→ Goal: In the data that follows, find the line containing "TARGET: long white sleeve"; then quote that line and every line after it, exactly, through the last one.

== Input material

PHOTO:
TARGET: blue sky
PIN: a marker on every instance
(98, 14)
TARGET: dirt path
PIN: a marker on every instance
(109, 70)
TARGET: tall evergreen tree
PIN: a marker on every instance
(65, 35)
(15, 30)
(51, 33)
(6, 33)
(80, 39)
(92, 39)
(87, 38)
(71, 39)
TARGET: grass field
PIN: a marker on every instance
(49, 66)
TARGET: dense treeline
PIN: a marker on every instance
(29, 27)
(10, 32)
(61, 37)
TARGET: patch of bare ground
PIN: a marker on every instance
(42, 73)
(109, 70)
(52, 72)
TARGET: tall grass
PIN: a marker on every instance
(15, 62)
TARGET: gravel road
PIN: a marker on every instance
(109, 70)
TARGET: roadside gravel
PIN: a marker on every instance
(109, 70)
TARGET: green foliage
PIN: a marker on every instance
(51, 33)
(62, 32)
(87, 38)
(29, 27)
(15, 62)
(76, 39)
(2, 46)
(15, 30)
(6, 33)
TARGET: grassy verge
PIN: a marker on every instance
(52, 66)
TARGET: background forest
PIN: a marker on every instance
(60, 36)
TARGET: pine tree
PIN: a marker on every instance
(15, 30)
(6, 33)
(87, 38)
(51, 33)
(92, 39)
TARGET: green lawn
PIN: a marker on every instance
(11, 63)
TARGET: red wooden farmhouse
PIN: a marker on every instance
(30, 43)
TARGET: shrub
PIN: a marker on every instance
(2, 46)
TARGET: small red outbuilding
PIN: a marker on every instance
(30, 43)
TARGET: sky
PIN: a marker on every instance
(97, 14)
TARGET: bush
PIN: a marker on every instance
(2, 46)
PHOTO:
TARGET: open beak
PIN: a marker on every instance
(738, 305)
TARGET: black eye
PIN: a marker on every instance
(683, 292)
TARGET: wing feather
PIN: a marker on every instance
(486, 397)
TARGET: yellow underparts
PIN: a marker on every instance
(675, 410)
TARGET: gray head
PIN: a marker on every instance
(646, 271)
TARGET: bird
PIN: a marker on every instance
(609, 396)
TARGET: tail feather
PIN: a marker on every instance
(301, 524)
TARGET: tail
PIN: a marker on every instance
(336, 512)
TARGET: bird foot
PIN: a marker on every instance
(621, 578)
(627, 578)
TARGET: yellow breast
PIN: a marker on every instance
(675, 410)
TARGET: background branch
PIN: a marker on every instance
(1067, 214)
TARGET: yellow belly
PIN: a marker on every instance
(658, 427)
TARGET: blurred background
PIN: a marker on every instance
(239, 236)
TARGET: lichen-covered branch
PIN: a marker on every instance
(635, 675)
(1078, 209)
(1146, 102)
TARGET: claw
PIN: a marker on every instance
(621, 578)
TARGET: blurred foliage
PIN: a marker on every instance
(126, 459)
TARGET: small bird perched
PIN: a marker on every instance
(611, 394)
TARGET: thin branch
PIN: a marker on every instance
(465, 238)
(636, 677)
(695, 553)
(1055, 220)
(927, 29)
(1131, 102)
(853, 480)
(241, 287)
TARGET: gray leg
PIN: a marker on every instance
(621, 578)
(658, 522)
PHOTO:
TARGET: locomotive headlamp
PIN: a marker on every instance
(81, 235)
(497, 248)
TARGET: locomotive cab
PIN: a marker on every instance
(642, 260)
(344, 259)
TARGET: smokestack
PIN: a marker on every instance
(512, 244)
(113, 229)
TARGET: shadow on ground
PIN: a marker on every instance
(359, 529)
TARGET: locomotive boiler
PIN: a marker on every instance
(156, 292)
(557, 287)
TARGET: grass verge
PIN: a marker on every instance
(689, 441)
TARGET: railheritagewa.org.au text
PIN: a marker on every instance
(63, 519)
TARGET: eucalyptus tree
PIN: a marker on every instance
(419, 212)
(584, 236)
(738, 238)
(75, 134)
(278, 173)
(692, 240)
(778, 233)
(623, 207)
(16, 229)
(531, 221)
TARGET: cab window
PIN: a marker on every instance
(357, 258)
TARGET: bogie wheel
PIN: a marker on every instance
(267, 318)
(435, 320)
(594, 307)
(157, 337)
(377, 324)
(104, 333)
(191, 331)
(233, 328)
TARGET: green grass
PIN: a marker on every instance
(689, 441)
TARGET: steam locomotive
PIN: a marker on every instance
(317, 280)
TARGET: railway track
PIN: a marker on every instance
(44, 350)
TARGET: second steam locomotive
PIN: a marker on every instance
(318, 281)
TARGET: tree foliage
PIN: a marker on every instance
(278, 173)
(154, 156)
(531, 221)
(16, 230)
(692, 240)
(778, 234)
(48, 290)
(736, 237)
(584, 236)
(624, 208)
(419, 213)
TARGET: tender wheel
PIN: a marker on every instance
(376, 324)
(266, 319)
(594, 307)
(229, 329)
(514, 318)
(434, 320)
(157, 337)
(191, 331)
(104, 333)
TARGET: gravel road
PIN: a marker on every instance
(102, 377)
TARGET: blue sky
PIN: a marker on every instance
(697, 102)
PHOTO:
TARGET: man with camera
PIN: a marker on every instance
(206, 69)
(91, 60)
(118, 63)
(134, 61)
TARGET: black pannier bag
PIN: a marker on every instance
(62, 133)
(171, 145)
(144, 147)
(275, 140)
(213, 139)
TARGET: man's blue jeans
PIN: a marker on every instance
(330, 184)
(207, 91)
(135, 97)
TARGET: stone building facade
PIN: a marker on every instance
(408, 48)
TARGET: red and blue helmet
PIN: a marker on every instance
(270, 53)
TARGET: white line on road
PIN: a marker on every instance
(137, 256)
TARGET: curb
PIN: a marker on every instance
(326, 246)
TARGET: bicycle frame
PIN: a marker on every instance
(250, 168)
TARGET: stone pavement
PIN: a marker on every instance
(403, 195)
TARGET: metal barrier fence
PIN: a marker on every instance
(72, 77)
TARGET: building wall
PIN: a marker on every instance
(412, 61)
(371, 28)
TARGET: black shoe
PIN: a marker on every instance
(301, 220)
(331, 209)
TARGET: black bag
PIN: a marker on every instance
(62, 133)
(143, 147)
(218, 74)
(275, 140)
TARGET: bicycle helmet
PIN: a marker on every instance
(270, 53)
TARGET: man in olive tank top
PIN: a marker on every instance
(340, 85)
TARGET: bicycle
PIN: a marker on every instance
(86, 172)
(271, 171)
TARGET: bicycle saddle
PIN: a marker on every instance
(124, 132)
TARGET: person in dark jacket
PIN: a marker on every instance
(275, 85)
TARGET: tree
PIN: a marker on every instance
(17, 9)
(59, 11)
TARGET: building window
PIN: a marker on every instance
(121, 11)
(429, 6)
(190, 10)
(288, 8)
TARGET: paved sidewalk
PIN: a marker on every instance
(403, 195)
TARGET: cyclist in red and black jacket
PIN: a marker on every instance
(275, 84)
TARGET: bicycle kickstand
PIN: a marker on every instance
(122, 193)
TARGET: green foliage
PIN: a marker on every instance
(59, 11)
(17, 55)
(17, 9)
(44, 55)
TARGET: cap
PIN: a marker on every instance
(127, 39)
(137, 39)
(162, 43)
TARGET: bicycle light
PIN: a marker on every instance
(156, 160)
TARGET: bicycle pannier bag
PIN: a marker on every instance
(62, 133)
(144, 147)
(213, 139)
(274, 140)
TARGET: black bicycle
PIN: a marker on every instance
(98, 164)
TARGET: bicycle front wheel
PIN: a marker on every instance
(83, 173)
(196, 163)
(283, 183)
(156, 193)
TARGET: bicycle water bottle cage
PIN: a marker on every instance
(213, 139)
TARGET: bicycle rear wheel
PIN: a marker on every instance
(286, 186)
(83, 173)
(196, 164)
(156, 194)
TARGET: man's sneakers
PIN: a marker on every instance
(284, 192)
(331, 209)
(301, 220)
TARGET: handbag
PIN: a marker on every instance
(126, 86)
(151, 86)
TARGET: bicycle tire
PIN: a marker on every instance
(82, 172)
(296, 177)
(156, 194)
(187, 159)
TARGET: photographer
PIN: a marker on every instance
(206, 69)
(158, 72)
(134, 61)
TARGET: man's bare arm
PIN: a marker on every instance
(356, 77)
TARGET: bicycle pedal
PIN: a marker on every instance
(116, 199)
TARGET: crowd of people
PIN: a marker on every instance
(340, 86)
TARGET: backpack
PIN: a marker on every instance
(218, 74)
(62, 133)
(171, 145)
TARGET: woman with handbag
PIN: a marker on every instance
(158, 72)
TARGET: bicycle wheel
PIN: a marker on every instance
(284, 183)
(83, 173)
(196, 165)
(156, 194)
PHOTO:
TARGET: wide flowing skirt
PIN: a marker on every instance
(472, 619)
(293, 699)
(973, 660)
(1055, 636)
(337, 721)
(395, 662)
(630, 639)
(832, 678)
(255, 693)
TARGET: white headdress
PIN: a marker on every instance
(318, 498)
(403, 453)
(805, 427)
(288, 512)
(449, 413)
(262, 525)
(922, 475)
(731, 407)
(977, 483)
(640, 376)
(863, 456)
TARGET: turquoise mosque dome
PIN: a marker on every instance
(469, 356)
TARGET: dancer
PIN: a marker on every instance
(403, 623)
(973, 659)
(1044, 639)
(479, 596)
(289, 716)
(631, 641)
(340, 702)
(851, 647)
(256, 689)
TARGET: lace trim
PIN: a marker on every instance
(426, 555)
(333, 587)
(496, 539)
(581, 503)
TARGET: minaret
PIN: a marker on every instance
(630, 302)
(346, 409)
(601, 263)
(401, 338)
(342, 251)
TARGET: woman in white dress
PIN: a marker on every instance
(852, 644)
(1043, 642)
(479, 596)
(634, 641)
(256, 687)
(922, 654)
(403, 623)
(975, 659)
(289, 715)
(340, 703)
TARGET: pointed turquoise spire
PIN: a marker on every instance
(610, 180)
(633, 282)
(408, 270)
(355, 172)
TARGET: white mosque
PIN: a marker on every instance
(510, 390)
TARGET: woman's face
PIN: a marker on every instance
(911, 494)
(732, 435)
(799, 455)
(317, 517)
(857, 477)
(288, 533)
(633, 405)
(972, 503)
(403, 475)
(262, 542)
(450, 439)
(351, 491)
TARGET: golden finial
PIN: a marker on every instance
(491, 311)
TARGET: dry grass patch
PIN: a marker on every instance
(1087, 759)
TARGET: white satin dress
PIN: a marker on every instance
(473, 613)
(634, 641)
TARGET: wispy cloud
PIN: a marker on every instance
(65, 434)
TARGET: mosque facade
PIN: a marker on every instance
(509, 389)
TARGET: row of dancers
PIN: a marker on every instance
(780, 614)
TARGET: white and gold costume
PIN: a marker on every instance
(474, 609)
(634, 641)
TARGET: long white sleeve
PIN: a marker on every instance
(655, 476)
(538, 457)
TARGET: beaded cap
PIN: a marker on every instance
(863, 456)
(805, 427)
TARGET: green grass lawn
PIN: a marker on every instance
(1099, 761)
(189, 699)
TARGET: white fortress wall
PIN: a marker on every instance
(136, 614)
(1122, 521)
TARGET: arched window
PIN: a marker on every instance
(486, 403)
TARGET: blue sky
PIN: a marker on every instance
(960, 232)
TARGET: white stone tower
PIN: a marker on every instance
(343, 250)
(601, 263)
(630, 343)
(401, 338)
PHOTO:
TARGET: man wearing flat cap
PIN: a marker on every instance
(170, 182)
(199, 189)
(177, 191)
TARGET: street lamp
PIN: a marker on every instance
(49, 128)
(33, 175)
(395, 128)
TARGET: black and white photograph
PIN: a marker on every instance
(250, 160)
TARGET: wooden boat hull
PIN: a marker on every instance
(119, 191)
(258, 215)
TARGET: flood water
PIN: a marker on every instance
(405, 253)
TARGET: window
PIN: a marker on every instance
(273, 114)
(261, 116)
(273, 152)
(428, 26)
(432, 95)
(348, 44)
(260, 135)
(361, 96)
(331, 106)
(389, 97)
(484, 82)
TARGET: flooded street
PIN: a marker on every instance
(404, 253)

====

→ Correct output:
TARGET: long white sleeve
PIN: a marker on every instance
(655, 476)
(538, 457)
TARGET: beaded cap
PIN: a marker on every instance
(863, 456)
(805, 427)
TARGET: green grass lawn
PIN: a marker on every instance
(1099, 761)
(189, 699)
TARGET: white fortress wall
PIN: a marker on every instance
(136, 614)
(1122, 521)
TARGET: arched window
PIN: a marker on every instance
(486, 403)
TARGET: blue sky
PIN: a marker on every instance
(960, 232)
TARGET: white stone tower
PIN: a marker on every instance
(343, 250)
(601, 263)
(630, 343)
(401, 338)
PHOTO:
TARGET: man wearing flat cap
PIN: a marker on every instance
(170, 182)
(199, 189)
(177, 191)
TARGET: street lamp
PIN: a marker on every instance
(49, 128)
(33, 175)
(395, 128)
TARGET: black and white photograph
PIN: a marker on every instance
(250, 160)
TARGET: wooden boat hull
PIN: a marker on every instance
(119, 191)
(258, 215)
TARGET: flood water
PIN: a marker on every instance
(405, 253)
TARGET: window
PIN: a marker on every instance
(273, 114)
(261, 116)
(273, 152)
(428, 26)
(432, 95)
(348, 44)
(260, 135)
(361, 96)
(331, 106)
(389, 97)
(484, 82)
TARGET: flooded street
PIN: a marker on every instance
(404, 253)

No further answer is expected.